[Items listed in a dataset]
- - -

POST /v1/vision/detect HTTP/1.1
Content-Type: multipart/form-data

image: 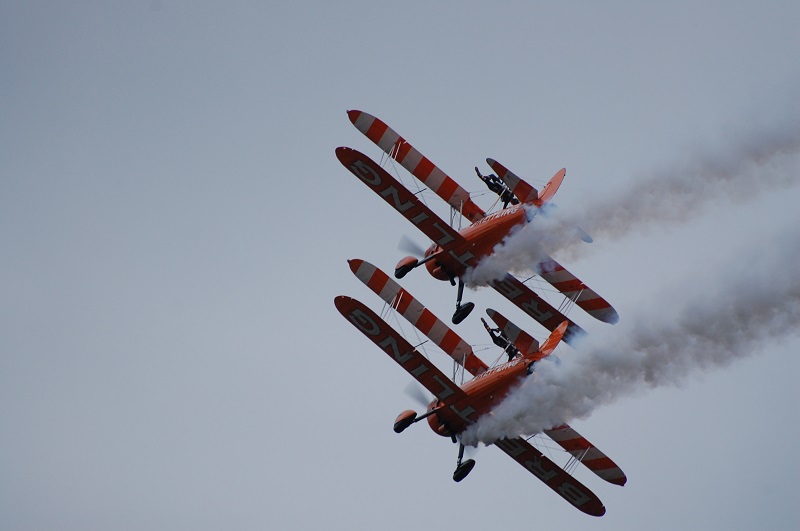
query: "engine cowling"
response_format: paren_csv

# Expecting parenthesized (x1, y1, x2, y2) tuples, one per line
(426, 409, 453, 437)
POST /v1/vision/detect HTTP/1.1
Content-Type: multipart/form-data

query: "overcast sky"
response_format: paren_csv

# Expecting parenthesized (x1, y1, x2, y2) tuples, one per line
(2, 2, 799, 530)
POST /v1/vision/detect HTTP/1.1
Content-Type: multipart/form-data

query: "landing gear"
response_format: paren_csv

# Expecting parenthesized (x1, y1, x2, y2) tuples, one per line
(452, 278, 474, 324)
(453, 442, 476, 482)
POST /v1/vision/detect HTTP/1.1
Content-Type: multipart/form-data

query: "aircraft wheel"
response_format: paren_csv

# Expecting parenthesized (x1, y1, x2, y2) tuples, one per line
(452, 302, 475, 325)
(453, 459, 476, 482)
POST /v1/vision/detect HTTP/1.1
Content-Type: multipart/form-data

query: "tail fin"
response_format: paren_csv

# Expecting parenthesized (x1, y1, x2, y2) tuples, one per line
(538, 168, 566, 205)
(539, 320, 569, 357)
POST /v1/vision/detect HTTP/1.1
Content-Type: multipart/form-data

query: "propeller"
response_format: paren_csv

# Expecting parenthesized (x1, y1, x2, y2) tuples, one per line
(398, 235, 427, 257)
(404, 381, 431, 407)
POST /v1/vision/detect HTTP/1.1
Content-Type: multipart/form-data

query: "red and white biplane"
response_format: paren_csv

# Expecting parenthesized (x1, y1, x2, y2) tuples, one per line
(335, 259, 626, 517)
(336, 110, 619, 343)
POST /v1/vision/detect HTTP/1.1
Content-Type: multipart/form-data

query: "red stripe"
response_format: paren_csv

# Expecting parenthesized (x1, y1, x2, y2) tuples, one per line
(366, 269, 388, 294)
(539, 260, 563, 274)
(394, 289, 414, 314)
(365, 118, 388, 144)
(437, 177, 459, 202)
(550, 279, 586, 292)
(582, 457, 617, 471)
(395, 141, 412, 163)
(414, 157, 435, 179)
(439, 330, 461, 354)
(578, 298, 611, 311)
(415, 310, 436, 334)
(347, 110, 362, 125)
(462, 202, 483, 222)
(557, 437, 592, 452)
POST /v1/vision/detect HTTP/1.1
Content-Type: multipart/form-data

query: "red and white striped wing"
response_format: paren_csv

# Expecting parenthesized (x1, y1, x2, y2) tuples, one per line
(494, 437, 606, 517)
(486, 158, 539, 205)
(489, 273, 587, 345)
(544, 424, 627, 486)
(349, 259, 489, 377)
(348, 110, 486, 223)
(537, 255, 620, 324)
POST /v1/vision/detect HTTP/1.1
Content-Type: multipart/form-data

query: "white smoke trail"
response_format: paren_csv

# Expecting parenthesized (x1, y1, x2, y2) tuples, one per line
(465, 117, 800, 286)
(461, 227, 800, 446)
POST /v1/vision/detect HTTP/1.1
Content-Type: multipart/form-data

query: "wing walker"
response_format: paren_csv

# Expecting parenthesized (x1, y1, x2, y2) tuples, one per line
(334, 111, 625, 516)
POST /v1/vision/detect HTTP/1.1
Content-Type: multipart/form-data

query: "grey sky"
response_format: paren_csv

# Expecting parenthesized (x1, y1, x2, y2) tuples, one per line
(2, 2, 799, 530)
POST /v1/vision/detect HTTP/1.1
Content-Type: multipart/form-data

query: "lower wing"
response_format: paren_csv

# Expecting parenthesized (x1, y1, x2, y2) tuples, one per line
(536, 255, 620, 324)
(544, 424, 627, 486)
(494, 437, 606, 517)
(489, 273, 587, 345)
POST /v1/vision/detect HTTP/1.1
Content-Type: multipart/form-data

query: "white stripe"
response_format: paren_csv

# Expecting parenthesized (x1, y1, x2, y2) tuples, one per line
(400, 148, 424, 175)
(354, 261, 377, 285)
(377, 282, 401, 305)
(426, 319, 450, 345)
(401, 298, 426, 326)
(376, 128, 401, 154)
(425, 167, 447, 192)
(353, 113, 375, 135)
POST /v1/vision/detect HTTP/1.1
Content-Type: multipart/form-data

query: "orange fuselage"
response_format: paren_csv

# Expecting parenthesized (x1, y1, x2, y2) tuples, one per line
(427, 354, 533, 437)
(424, 205, 528, 281)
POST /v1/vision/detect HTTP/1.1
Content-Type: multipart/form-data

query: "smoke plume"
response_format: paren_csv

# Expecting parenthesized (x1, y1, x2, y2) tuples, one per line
(465, 118, 800, 286)
(461, 225, 800, 446)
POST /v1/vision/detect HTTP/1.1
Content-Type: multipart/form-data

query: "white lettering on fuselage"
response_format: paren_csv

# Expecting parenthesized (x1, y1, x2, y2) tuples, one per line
(471, 357, 526, 381)
(472, 204, 522, 226)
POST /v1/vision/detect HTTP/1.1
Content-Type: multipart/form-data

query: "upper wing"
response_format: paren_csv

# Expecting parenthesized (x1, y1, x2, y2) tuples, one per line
(489, 273, 587, 345)
(348, 259, 489, 377)
(336, 147, 468, 251)
(544, 424, 627, 486)
(486, 158, 539, 205)
(536, 255, 620, 324)
(348, 110, 486, 223)
(493, 437, 606, 517)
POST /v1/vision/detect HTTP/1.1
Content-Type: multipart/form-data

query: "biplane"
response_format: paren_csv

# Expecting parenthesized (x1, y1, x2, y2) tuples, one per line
(335, 260, 626, 517)
(336, 110, 619, 343)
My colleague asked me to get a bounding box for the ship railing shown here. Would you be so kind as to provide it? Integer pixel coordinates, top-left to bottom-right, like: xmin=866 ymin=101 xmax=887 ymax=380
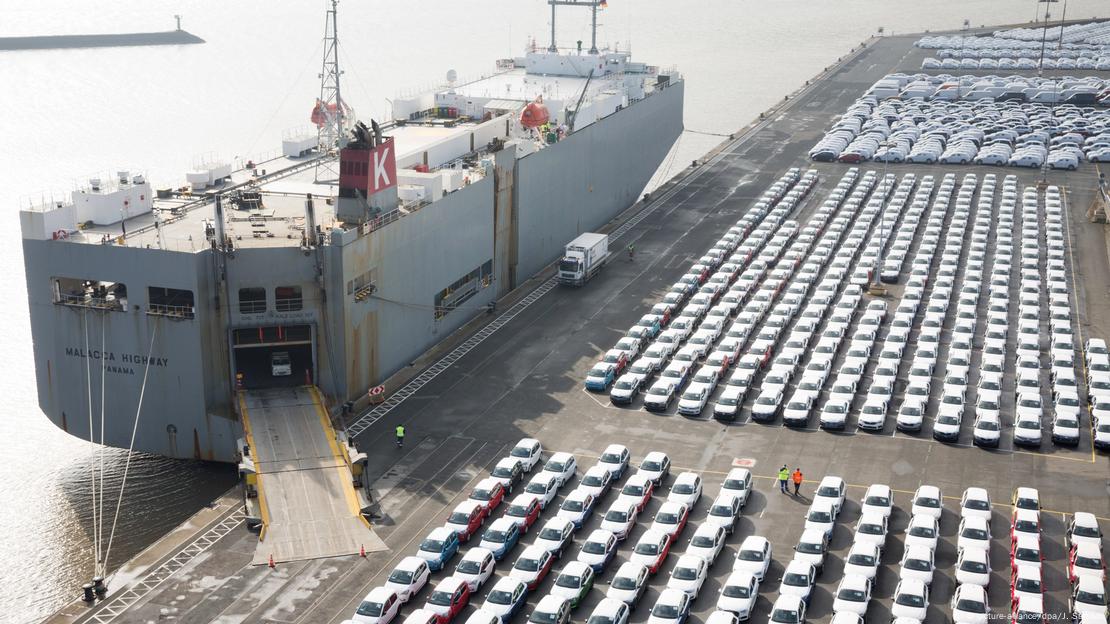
xmin=147 ymin=303 xmax=196 ymax=319
xmin=54 ymin=292 xmax=126 ymax=311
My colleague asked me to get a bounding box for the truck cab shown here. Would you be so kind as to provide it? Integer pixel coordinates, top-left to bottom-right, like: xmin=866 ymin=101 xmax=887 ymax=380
xmin=270 ymin=351 xmax=292 ymax=377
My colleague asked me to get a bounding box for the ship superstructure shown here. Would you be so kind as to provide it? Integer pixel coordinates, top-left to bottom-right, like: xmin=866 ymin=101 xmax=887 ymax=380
xmin=20 ymin=4 xmax=683 ymax=462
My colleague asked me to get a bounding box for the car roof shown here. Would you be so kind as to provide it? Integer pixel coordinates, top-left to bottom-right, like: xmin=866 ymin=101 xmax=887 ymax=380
xmin=819 ymin=475 xmax=844 ymax=486
xmin=396 ymin=555 xmax=428 ymax=572
xmin=898 ymin=577 xmax=927 ymax=592
xmin=614 ymin=561 xmax=648 ymax=577
xmin=1073 ymin=511 xmax=1100 ymax=526
xmin=1015 ymin=486 xmax=1039 ymax=499
xmin=772 ymin=593 xmax=804 ymax=609
xmin=1014 ymin=563 xmax=1041 ymax=580
xmin=674 ymin=471 xmax=699 ymax=483
xmin=964 ymin=486 xmax=990 ymax=499
xmin=462 ymin=547 xmax=494 ymax=561
xmin=1014 ymin=508 xmax=1038 ymax=521
xmin=518 ymin=544 xmax=549 ymax=559
xmin=1074 ymin=541 xmax=1101 ymax=555
xmin=799 ymin=528 xmax=827 ymax=541
xmin=530 ymin=473 xmax=558 ymax=485
xmin=515 ymin=437 xmax=540 ymax=448
xmin=548 ymin=451 xmax=574 ymax=462
xmin=840 ymin=574 xmax=869 ymax=589
xmin=496 ymin=457 xmax=521 ymax=468
xmin=586 ymin=528 xmax=616 ymax=542
xmin=561 ymin=560 xmax=592 ymax=575
xmin=564 ymin=488 xmax=591 ymax=501
xmin=491 ymin=574 xmax=525 ymax=591
xmin=657 ymin=588 xmax=690 ymax=604
xmin=535 ymin=594 xmax=569 ymax=610
xmin=593 ymin=598 xmax=628 ymax=617
xmin=488 ymin=517 xmax=517 ymax=531
xmin=474 ymin=477 xmax=500 ymax=490
xmin=510 ymin=493 xmax=540 ymax=506
xmin=740 ymin=535 xmax=769 ymax=549
xmin=865 ymin=484 xmax=891 ymax=496
xmin=433 ymin=575 xmax=467 ymax=591
xmin=784 ymin=559 xmax=813 ymax=573
xmin=957 ymin=584 xmax=987 ymax=599
xmin=914 ymin=484 xmax=940 ymax=497
xmin=428 ymin=526 xmax=456 ymax=540
xmin=643 ymin=450 xmax=668 ymax=461
xmin=657 ymin=501 xmax=687 ymax=513
xmin=541 ymin=516 xmax=573 ymax=531
xmin=405 ymin=608 xmax=441 ymax=624
xmin=453 ymin=500 xmax=483 ymax=514
xmin=639 ymin=528 xmax=669 ymax=542
xmin=602 ymin=443 xmax=628 ymax=454
xmin=366 ymin=586 xmax=397 ymax=601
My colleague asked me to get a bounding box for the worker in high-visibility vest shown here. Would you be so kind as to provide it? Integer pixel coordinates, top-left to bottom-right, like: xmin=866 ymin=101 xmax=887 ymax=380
xmin=395 ymin=424 xmax=405 ymax=448
xmin=777 ymin=465 xmax=789 ymax=494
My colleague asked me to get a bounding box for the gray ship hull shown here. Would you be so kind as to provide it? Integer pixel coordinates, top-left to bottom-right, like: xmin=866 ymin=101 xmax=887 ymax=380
xmin=22 ymin=80 xmax=683 ymax=462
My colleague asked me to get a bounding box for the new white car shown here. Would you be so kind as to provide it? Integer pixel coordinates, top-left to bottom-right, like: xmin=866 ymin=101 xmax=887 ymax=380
xmin=687 ymin=523 xmax=727 ymax=564
xmin=861 ymin=484 xmax=893 ymax=518
xmin=576 ymin=529 xmax=618 ymax=573
xmin=510 ymin=438 xmax=544 ymax=472
xmin=667 ymin=555 xmax=709 ymax=598
xmin=899 ymin=544 xmax=936 ymax=585
xmin=732 ymin=536 xmax=772 ymax=580
xmin=720 ymin=467 xmax=752 ymax=507
xmin=454 ymin=547 xmax=496 ymax=591
xmin=910 ymin=485 xmax=942 ymax=520
xmin=950 ymin=584 xmax=990 ymax=623
xmin=832 ymin=574 xmax=872 ymax=617
xmin=556 ymin=489 xmax=596 ymax=529
xmin=606 ymin=562 xmax=650 ymax=607
xmin=637 ymin=452 xmax=671 ymax=485
xmin=843 ymin=542 xmax=881 ymax=580
xmin=905 ymin=515 xmax=939 ymax=552
xmin=524 ymin=473 xmax=561 ymax=510
xmin=353 ymin=586 xmax=402 ymax=624
xmin=890 ymin=579 xmax=929 ymax=621
xmin=600 ymin=501 xmax=639 ymax=541
xmin=768 ymin=595 xmax=807 ymax=624
xmin=853 ymin=513 xmax=889 ymax=554
xmin=578 ymin=466 xmax=613 ymax=498
xmin=597 ymin=444 xmax=631 ymax=479
xmin=1070 ymin=576 xmax=1109 ymax=619
xmin=541 ymin=452 xmax=578 ymax=487
xmin=705 ymin=493 xmax=743 ymax=534
xmin=384 ymin=557 xmax=431 ymax=603
xmin=716 ymin=570 xmax=759 ymax=620
xmin=667 ymin=472 xmax=703 ymax=506
xmin=957 ymin=516 xmax=991 ymax=552
xmin=533 ymin=517 xmax=575 ymax=556
xmin=804 ymin=499 xmax=837 ymax=536
xmin=648 ymin=589 xmax=692 ymax=624
xmin=814 ymin=475 xmax=846 ymax=516
xmin=960 ymin=487 xmax=992 ymax=521
xmin=955 ymin=546 xmax=990 ymax=587
xmin=778 ymin=560 xmax=817 ymax=604
xmin=509 ymin=546 xmax=555 ymax=590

- - -

# Exercise objective
Search the entries for the string "biplane". Copy every line that has it.

# Exercise result
query: "red and white biplane"
query: "biplane"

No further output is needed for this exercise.